======== Selected passage

I remain (brashly?) confident. Go figure. Surely it’s too early for that line in Harry Chapin’s ballad, “Mr. Tanner”: full-time consideration of another endeavor might be in order. So now that I’ve vented here a bit (thank you, Reader), I’ll celebrate. I’ll print off my kind email and tape it on my office wall. Then I’ll curl up and connect with my Kindle and dear dog Jonah, whose adoration, as you can see in the photo above, is immediate, non-commercial, and whole-hearted.

What are your experiences with agents? Do you celebrate rejection often? What has worked for you? Are dogs or cats better with unconditional support?

 

What have I done?!

I just sent the novel’s first ten pages to the agent my consultant (“beta reader”?) recommended. I cannot possibly write a full blog right now; I can barely write full sentences or spelll werds. I can only stare at the computer screen with the same expression you see above on Muriel’s face. I’ve read not to give up until you’ve contacted 70-80 agents, so I promise not to post each time, but we’re off and running, my friends!

Writing the terrarium

While I worked to get The Novel ready for an agent this week,  an autumn drama unfolded outside my office window. Alternating acts of brilliant sun and sparkly showers were staged before a backdrop of Doug Firs and Western Red Cedars. Though I deserve zero credit for how these native trees thrive, I admire their green perennial border towering behind my garden of gold, red, and purple maples, smoke trees, and mahonia bushes.

Writing my novel was similar to gardening with Doug Firs, but drafting a synopsis this week felt like planting a terrarium. Or, as Aladdin said, “Phenomenal cosmic power! Itty bitty living space.”  The web offered much advice on how to boil  my 71,000 words down to entice an agent or editor to read further. First, introduce the premise, setting, and main characters. Next, summarize each important scene. Then revise those summaries so the plot unfolds clearly without gaps. Revise again to highlight the developmental arc of each character. Finally, edit carefully. Avoid vague teasers—it’s not to read like a back-of-the-book blurb. And waste no space on voice, lyrical writing, or metaphor.

Oh dear me. My mind is mostly metaphor. 89%. Everything is like something else in there. Concise is not my gift. My synopsis sucked in all ways and enticed in none. And was way too big for the little glass jar.

================
======== Source data

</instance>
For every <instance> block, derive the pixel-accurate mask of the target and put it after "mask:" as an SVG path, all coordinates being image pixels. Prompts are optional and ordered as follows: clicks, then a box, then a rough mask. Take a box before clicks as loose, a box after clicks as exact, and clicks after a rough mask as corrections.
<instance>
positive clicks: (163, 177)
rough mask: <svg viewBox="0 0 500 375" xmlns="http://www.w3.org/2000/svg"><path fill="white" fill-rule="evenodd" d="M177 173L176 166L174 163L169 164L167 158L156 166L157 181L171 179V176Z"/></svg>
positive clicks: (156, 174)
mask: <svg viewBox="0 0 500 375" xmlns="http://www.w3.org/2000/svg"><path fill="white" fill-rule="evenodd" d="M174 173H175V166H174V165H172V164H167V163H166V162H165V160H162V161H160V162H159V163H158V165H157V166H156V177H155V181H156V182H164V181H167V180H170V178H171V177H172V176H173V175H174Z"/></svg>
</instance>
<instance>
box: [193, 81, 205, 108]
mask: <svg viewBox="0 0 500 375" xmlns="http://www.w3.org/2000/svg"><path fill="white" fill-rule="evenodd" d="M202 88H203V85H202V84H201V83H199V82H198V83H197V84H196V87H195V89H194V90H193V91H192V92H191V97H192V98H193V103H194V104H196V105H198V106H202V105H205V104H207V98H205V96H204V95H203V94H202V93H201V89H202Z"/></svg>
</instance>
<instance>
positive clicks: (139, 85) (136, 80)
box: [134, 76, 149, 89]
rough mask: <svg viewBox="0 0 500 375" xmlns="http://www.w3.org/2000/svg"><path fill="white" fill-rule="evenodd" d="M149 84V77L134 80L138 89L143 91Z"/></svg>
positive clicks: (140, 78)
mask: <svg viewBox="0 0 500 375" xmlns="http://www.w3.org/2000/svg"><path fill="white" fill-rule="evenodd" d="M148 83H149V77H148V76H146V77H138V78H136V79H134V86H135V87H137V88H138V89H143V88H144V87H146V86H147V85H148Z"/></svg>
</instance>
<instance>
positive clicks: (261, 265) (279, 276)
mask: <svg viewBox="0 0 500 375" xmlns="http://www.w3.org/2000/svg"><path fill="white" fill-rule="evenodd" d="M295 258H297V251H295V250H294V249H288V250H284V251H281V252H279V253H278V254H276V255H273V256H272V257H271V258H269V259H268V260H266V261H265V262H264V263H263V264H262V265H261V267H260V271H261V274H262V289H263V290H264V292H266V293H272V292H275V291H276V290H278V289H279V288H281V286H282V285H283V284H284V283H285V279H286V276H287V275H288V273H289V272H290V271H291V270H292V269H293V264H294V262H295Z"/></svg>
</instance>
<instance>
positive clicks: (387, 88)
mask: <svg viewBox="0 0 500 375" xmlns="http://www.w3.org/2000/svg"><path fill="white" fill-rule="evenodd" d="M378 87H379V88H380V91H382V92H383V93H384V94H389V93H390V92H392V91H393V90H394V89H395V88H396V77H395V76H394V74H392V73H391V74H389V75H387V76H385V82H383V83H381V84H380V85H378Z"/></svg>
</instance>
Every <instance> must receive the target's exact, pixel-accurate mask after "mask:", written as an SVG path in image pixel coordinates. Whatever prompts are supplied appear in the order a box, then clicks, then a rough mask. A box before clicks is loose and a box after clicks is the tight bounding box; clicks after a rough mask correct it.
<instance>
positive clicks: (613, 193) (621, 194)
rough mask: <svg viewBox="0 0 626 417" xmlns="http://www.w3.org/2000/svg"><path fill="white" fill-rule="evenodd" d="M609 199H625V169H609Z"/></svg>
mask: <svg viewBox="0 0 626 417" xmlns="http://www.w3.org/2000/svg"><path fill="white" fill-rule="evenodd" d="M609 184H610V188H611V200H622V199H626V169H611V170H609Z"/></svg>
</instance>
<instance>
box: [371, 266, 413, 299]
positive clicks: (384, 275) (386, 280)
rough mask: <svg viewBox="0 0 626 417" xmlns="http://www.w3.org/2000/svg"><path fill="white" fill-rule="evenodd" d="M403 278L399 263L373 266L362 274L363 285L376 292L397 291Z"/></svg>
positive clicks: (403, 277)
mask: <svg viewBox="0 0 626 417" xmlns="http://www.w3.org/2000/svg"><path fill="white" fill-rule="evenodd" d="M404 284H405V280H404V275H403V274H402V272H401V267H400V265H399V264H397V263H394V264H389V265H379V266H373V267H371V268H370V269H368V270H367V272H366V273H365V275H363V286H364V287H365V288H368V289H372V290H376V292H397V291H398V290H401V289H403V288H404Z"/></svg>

================

Tasks for this exercise:
1. Find every line in the records that contains the word "positive", treating case as significant, and copy each of those lines in full.
2. Pick up the blog post about querying agents and drafting a novel synopsis, and continue writing it from where it stops.

Responses for each task:
1.
positive clicks: (163, 177)
positive clicks: (156, 174)
positive clicks: (139, 85) (136, 80)
positive clicks: (140, 78)
positive clicks: (261, 265) (279, 276)
positive clicks: (387, 88)
positive clicks: (613, 193) (621, 194)
positive clicks: (384, 275) (386, 280)
positive clicks: (403, 277)

2.
About then, I got an email from my consultant asking if I was ready to for an agent—was the manuscript formatted and did I have a paragraph about the book? Could this mean a 500-word lab report on the tortured corpse of my  dissected novel was unnecessary? I’m waiting for that answer, but meanwhile here’s the paragraph I’ve drafted:

In this literary novel, Phoebe, a farm wife and mother of four, wears a glass eye after a haunting childhood accident and fears what might blind-side her across the wide prairies of Oklahoma. When a storm sweeps away a bridge and strands her by a flooded gully, the harrowing rescue of the baby she’d forgotten in the wagon has consequences the family never fully resolve. Her husband Rudy struggles to harmonize his innate optimism with economic failure and betrayal. His brother Will evolves from a manipulative gambler to family martyr. Will’s wife Missouri, fresh from the city brothel, battles for respect and a family of her own. The sections of the story unfold in five different years between 1920 to 1941 as Phoebe tallies her losses and small quiet victories, and learns to press forward with courage.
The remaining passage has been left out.